Find every line in the records below that holds the word "positive" and copy it.

[Saved entries]
┌──

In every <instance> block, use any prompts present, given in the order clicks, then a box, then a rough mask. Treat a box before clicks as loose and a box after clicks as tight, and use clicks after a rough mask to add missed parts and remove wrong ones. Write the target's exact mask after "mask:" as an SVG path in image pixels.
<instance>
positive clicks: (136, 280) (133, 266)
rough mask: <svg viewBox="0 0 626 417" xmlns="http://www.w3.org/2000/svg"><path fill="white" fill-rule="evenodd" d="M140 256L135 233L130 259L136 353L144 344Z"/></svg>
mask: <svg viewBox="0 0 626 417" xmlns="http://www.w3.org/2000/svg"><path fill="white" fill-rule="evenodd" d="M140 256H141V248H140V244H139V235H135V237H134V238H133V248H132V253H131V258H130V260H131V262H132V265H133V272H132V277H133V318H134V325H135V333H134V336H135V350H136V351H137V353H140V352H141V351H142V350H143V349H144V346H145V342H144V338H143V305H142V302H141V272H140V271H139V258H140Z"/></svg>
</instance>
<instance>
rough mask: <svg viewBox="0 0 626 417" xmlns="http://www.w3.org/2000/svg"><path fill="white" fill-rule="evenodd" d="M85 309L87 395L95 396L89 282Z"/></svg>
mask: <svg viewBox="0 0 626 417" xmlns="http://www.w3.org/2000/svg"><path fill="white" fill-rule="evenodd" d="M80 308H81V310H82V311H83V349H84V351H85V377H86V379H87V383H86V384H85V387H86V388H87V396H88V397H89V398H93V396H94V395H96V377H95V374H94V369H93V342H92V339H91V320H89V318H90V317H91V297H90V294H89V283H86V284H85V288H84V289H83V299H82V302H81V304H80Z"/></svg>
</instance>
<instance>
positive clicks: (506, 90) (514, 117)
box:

└──

- _Finished exercise_:
positive clicks: (136, 280) (133, 266)
positive clicks: (506, 90) (514, 117)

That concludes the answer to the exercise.